*Your instructions*
An exact copy of every record below is required, with the pictures left out.

*** Material shown

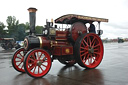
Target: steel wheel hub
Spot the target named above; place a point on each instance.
(39, 63)
(91, 50)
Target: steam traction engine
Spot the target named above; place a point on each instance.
(70, 45)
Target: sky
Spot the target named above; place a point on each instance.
(114, 10)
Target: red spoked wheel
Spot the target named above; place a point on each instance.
(37, 63)
(90, 52)
(17, 60)
(63, 60)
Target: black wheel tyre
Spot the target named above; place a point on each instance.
(17, 60)
(88, 50)
(37, 63)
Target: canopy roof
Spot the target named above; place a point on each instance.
(72, 18)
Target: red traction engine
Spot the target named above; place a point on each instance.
(68, 45)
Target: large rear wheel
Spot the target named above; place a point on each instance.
(89, 50)
(17, 60)
(37, 63)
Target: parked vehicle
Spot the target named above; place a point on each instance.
(9, 43)
(69, 46)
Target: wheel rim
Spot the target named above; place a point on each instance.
(91, 50)
(69, 62)
(18, 60)
(38, 63)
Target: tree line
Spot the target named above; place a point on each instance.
(15, 29)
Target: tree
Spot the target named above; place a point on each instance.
(2, 31)
(12, 25)
(21, 32)
(39, 29)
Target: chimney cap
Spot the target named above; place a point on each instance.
(31, 9)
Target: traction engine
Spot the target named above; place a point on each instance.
(69, 45)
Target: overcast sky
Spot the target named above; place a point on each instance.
(114, 10)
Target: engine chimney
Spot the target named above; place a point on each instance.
(32, 20)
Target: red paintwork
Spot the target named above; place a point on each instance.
(39, 64)
(91, 41)
(76, 28)
(17, 60)
(61, 35)
(61, 50)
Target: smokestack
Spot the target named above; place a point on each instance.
(32, 20)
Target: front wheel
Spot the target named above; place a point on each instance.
(89, 50)
(37, 63)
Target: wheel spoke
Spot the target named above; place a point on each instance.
(41, 68)
(89, 41)
(93, 41)
(18, 61)
(84, 54)
(31, 59)
(97, 53)
(34, 69)
(22, 66)
(40, 55)
(37, 55)
(85, 42)
(18, 57)
(38, 70)
(31, 67)
(85, 48)
(21, 55)
(87, 58)
(19, 64)
(43, 65)
(96, 45)
(96, 49)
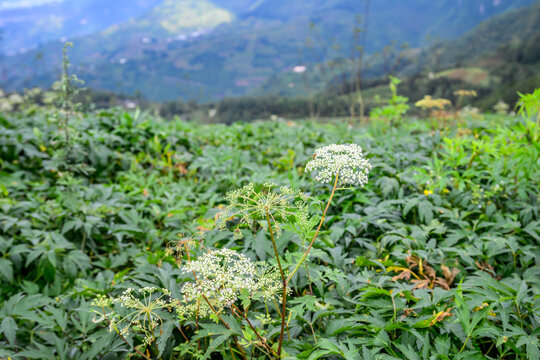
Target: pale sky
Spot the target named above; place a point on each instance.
(16, 4)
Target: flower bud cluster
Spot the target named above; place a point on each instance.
(220, 277)
(346, 161)
(252, 203)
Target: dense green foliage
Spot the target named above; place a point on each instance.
(436, 258)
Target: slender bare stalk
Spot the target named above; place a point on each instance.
(124, 339)
(284, 280)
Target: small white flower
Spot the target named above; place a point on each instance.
(345, 161)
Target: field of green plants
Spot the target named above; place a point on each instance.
(122, 234)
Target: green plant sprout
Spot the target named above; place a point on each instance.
(397, 105)
(529, 107)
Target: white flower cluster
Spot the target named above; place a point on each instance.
(252, 203)
(143, 310)
(347, 161)
(221, 276)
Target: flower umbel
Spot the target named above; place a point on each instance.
(347, 161)
(252, 203)
(221, 276)
(142, 307)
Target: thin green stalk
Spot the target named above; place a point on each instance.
(316, 232)
(284, 280)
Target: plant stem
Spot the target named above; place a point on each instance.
(263, 341)
(284, 280)
(123, 338)
(316, 233)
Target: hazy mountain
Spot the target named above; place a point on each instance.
(210, 49)
(29, 23)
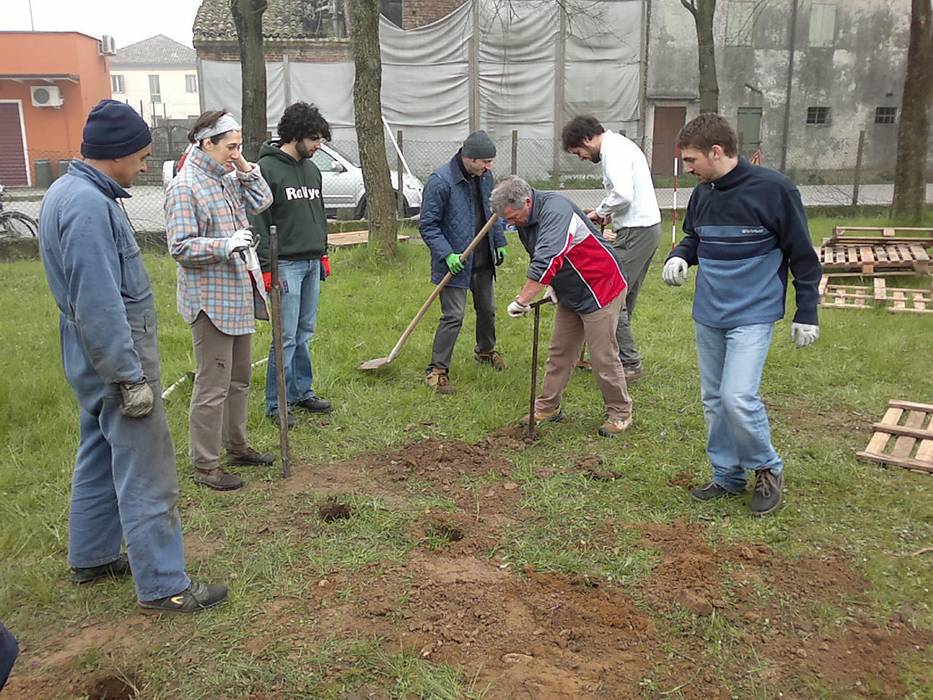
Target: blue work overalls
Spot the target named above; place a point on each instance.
(125, 484)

******

*Answer*
Target: steel wheel hub
Spot the target named above; place a point on each instance.
(39, 63)
(91, 50)
Target: steam traction engine
Spot the target named above; place a point on each instance.
(70, 45)
Target: sky
Spot the target named above; place a point on each instance.
(114, 10)
Target: red spoked wheel
Spot the target named above; place a point on each instance.
(37, 63)
(90, 52)
(17, 60)
(63, 60)
Target: black wheel tyre
Spot the target named above; place a point on each instance.
(17, 60)
(88, 50)
(37, 63)
Target: canopy roof
Spot the target named above; place a point on each instance.
(72, 18)
Target: red traction engine
Spot the target named above; place a point on each instance.
(68, 45)
Target: large rear wheel
Spot the target named above; place a point on each instance.
(89, 50)
(17, 60)
(37, 63)
Target: parked vehicle
Spot the target named above; place a point on each instance.
(9, 43)
(69, 46)
Target: wheel rim
Spot the target named above; place a point on each instance.
(91, 50)
(69, 62)
(18, 60)
(38, 63)
Target: tree line
Spot the target named above; place a point on each instance.
(15, 29)
Target: tree
Spot the target named above; place a point on each instance.
(2, 31)
(12, 25)
(21, 32)
(39, 29)
Target: chimney cap
Spot the target named above; place a point on each instance.
(31, 9)
Target: traction engine
Spot the target named above; place a point on each instance.
(69, 45)
Target: overcast sky
Spot the target named above; place a point on each instance.
(114, 10)
Target: engine chimney
Spot the target named above; place a point on each instance.
(32, 20)
Target: red paintwork
Spot the target named above; place a point on each instance.
(39, 64)
(91, 41)
(76, 28)
(17, 60)
(61, 35)
(61, 50)
Target: smokestack
Spot the target named above; place a point on each instance.
(32, 20)
Target: front wheel
Spot the target named above; place a point on each instance.
(89, 50)
(37, 63)
Target: wheel spoke
Spot the target named above; place a point on each instance.
(41, 68)
(89, 41)
(93, 41)
(18, 61)
(84, 54)
(31, 59)
(97, 53)
(34, 69)
(22, 66)
(40, 55)
(37, 55)
(85, 42)
(18, 57)
(38, 70)
(31, 67)
(85, 48)
(21, 55)
(87, 58)
(19, 64)
(43, 65)
(96, 45)
(96, 49)
Target: pale sky
Spot the target named above; place a point on each instance.
(16, 4)
Target: flower bud cluster
Spot the target named above; place a point on each instance.
(220, 277)
(346, 161)
(252, 203)
Target: dense green foliage
Spot the target named above; place a point on each instance.
(436, 258)
Target: slender bare stalk
Spot the target named above; place a point on each instance.
(124, 339)
(284, 280)
Target: small white flower
Spot the target named above; place a point on each instance.
(345, 161)
Target: field of green plants
Spot the target named above; place a point on each instance.
(122, 234)
Target: green plant sprout
Spot the target named above; place a point on each instance.
(397, 105)
(529, 107)
Target: white flower cluster
Spot the target named above; place a point on each instance.
(252, 203)
(143, 310)
(347, 161)
(221, 276)
Target: flower umbel
Spot the target named above; place a point on each instance.
(347, 161)
(252, 203)
(221, 276)
(142, 307)
Target: thin green stalk
Spot the target named above; place a point on each instance.
(316, 232)
(284, 280)
Target: plant stem
Spot the target named above; place a point on each instance.
(263, 341)
(284, 280)
(123, 338)
(316, 233)
Target: hazy mountain
Spot the target named above; place a point on each instance.
(210, 49)
(29, 23)
Target: blue work overalls
Spot the target named above; place a point on each instance.
(125, 484)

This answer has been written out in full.